- _TASK ITEM_
Nothing in the data should be altered when it is repeated in full.

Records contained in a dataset
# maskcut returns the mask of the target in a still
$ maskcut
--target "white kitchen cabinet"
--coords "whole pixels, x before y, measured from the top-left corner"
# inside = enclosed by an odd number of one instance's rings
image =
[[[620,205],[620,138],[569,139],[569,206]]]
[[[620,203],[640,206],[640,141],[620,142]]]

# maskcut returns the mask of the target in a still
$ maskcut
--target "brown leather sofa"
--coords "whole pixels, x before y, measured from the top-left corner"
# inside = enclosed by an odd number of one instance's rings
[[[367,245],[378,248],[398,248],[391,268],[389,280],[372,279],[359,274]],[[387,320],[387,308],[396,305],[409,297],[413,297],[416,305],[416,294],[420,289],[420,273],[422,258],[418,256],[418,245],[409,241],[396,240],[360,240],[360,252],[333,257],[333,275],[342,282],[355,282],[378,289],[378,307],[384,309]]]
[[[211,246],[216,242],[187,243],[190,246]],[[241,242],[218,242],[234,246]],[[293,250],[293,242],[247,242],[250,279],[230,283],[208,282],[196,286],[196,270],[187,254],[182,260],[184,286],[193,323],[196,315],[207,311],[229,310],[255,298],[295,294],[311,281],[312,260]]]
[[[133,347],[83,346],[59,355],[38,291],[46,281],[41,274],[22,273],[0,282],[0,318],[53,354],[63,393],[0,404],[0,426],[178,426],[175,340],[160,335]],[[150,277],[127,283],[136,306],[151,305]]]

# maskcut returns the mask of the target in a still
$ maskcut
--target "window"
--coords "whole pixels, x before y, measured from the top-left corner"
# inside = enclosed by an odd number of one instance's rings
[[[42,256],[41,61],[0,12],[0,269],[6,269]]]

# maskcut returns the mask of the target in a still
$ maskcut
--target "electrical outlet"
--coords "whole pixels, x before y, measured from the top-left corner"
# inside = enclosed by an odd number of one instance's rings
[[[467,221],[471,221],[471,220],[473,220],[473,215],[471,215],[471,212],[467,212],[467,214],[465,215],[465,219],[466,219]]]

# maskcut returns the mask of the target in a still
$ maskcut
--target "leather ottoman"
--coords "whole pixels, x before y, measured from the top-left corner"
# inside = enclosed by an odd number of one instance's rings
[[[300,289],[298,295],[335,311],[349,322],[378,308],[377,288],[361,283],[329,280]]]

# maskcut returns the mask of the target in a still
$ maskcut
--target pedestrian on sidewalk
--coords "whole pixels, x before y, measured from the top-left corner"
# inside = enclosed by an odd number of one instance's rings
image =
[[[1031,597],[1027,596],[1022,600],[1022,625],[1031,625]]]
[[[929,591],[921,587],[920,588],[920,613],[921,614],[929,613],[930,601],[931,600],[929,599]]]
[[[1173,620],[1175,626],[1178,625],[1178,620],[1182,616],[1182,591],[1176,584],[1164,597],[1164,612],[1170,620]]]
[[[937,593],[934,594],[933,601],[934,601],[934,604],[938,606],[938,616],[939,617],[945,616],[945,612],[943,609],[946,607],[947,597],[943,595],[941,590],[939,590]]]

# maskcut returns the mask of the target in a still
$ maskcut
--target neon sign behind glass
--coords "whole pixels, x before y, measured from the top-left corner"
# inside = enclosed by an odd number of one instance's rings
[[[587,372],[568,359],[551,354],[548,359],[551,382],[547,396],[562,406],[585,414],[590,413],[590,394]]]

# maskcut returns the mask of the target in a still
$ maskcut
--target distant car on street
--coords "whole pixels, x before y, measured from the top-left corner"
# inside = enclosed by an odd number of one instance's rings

- _SOLUTION FOR THIS TASK_
# maskcut returns the mask of the target in a still
$ maskcut
--target "white kitchen cabinet"
--coords "whole pixels, x before y, measured from the top-left corner"
# inside = enclosed by an odd number of one instance's rings
image =
[[[620,205],[620,138],[569,139],[569,206]]]
[[[620,203],[640,206],[640,141],[620,142]]]

# maskcut returns the mask of the target in a still
$ maskcut
--target "brown leather sofa"
--coords "whole pixels, x before y, measured from the top-left corner"
# inside = enclosed by an odd number of one instance's rings
[[[367,245],[378,248],[398,248],[391,268],[389,280],[372,279],[359,274]],[[387,320],[387,308],[396,305],[409,297],[413,297],[416,305],[416,294],[420,289],[420,273],[422,258],[418,256],[418,245],[409,241],[396,240],[360,240],[360,252],[333,257],[333,275],[342,282],[355,282],[378,289],[378,307],[384,309]]]
[[[211,246],[216,242],[187,243],[190,246]],[[241,242],[218,242],[234,246]],[[293,250],[293,242],[247,242],[250,279],[230,283],[208,282],[196,286],[196,270],[187,254],[182,260],[184,286],[193,323],[196,315],[207,311],[229,310],[255,298],[295,294],[311,281],[312,260]]]
[[[133,347],[83,346],[59,355],[38,291],[46,281],[41,274],[22,273],[0,282],[0,318],[53,354],[63,393],[0,404],[0,426],[178,426],[175,340],[160,335]],[[150,277],[127,283],[136,306],[151,305]]]

# maskcut returns the mask of the target in a still
$ maskcut
--target "window"
--coords "whole pixels, x before y, measured from the top-left corner"
# inside = enclosed by an odd number of one instance's rings
[[[42,256],[41,61],[0,12],[0,269],[6,269]]]

# maskcut returns the mask of the target in a still
$ maskcut
--target "electrical outlet"
--coords "whole pixels, x before y, measured from the top-left corner"
# inside = enclosed by an odd number of one instance's rings
[[[467,221],[471,221],[471,220],[473,220],[473,215],[471,215],[471,212],[467,212],[467,214],[465,215],[465,219],[466,219]]]

# maskcut returns the mask of the target in a still
$ maskcut
--target "leather ottoman"
--coords "whole pixels, x before y, measured from the top-left corner"
# inside = enclosed by an odd number of one instance's rings
[[[300,289],[298,295],[335,311],[349,322],[378,308],[377,288],[361,283],[329,280]]]

# maskcut returns the mask of the target in a still
$ maskcut
--target pedestrian on sidewalk
--coords "whole pixels, x before y, measured from the top-left corner"
# inside = enclosed by an odd number of one instance's rings
image =
[[[1031,597],[1027,596],[1022,600],[1022,625],[1031,625]]]
[[[929,591],[921,587],[920,588],[920,613],[921,614],[929,613],[930,601],[931,600],[929,599]]]
[[[1173,620],[1175,626],[1178,625],[1178,620],[1182,616],[1182,591],[1176,584],[1164,597],[1164,612],[1170,620]]]
[[[937,593],[934,594],[933,601],[934,601],[934,604],[938,606],[938,616],[939,617],[945,616],[945,612],[943,609],[946,607],[947,597],[943,595],[941,590],[939,590]]]

# maskcut returns the mask of the target in a still
$ maskcut
--target neon sign behind glass
--coords "whole pixels, x before y, measured from the top-left corner"
# inside = enclosed by an odd number of one instance's rings
[[[587,372],[568,359],[551,354],[548,359],[551,382],[547,396],[562,406],[585,414],[590,413],[590,394]]]

# maskcut returns the mask of the target in a still
$ maskcut
--target distant car on street
--coords "whole pixels, x before y, measured from the top-left corner"
# inside = enclosed by an odd number of one instance's rings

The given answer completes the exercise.